歯のクリーニングは通常、歯科衛生士さんが対応してくださいます。
しかし私の場合、15分以上にわたる指導は受けておらず、指導内容を記載した文書も渡されていませんでした。

にもかかわらず、診療明細書には「歯科衛生実地指導料1」が記載されていたため、不審に思い、歯科医院に電話で確認することにしました。

電話でのやりとり

私:診療明細書に「歯科衛生実地指導料1」が含まれていましたが、15分以上の指導を受けた覚えがなく、文書  も受け取っていません。
この料金が請求されている理由について教えていただけますか?

歯科医:歯のクリーニング中のやりとりや、歯科衛生士と歯科医師の対応を合わせた時間をもとに算定しています。

私:それって、歯科診療報酬点数表の算定基準には反していませんか?
   また、指導内容を記載した文書も受け取っていません。

歯科医:歯科衛生実地指導料1の点数については、患者さまには暗黙の了解でいただいているものです。
    文書はお渡しすることはできます。

私:歯科診療報酬点数表の算定要件に沿って、適切に対応していただけますか?
  指導をしていないのに、指導内容の記録や文書を作成することはできないですよね?

歯科医:それでは、わかりました。返金できるか、理事長に確認して、折り返しご連絡いたします。

私:今回の分だけでなく、過去の分についても遡って返金していただけるよう、よろしくお願いします。

歯科医:過去の分の返金についても理事長に確認いたします。


折り返し、電話があり返金して頂けることになりました。

歯科疾患管理料の不正請求

電話を終えた後、他に不正請求されている項目がないかと診療明細書を再度確認したところ、「歯科疾患管理料」も請求されていることが分かりました。

この件は、「歯科衛生実地指導料1」の返金を受け取る際に、歯科医に確認することにしました。

厚生労働省のホームページに掲載されている「別表第二 歯科診療報酬点数表」によると、「歯科疾患管理料」の算定要件は以下のように記載されています。

歯科疾患管理料
注1 1回目の歯科疾患管理料は、歯科疾患の管理が必要な患者に対し、当該患者又 はその家族等(以下この部において「患者等」という。)の同意を得て管理計画 を作成し、その内容について説明を行った場合に算定する。なお、初診日の属する月に算定する場合は、所定点数の100分の80に相当する点数により算定する。

2 2回目以降の歯科疾患管理料は、1回目の歯科疾患管理料を算定した患者に対 して、注1の規定による管理計画に基づく継続的な管理を行っている場合であっ て、歯科疾患の管理及び療養上必要な指導を行ったときに、1回目の歯科疾患管理料を算定した日の属する月の翌月以降月1回に限り算定する。

歯科医院でのやりとり

私:診療明細書に「歯科疾患管理料」が含まれていましたが、管理計画に同意した覚えはありませんし、内容の説明も受けていません。この料金が請求されているのは、なぜでしょうか?

* **収集データ**:

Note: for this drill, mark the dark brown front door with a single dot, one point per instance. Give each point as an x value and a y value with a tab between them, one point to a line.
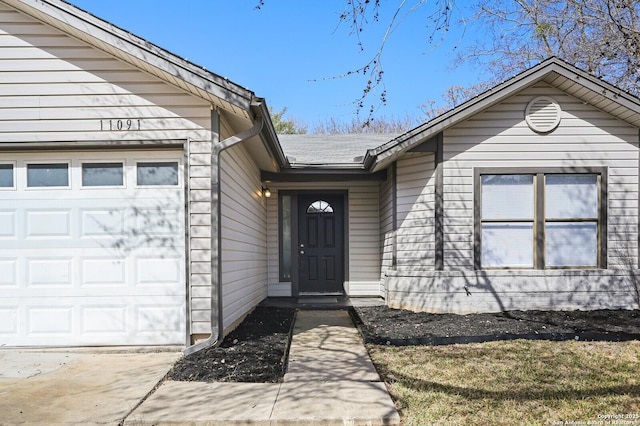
321	244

* **作業指示**:
抜粋のうち、「また、指導内容を記載した文書も受け取っていません。」から「指導をしていないのに、指導内容の記録や文書を作成することはできないですよね?」まで(末尾の語句を含む)を一字一句違えずに書き写してください。 データはこの作業には一切関係しません。

* **出力結果**:
また、指導内容を記載した文書も受け取っていません。

歯科医:歯科衛生実地指導料1の点数については、患者さまには暗黙の了解でいただいているものです。
    文書はお渡しすることはできます。

私:歯科診療報酬点数表の算定要件に沿って、適切に対応していただけますか?
  指導をしていないのに、指導内容の記録や文書を作成することはできないですよね?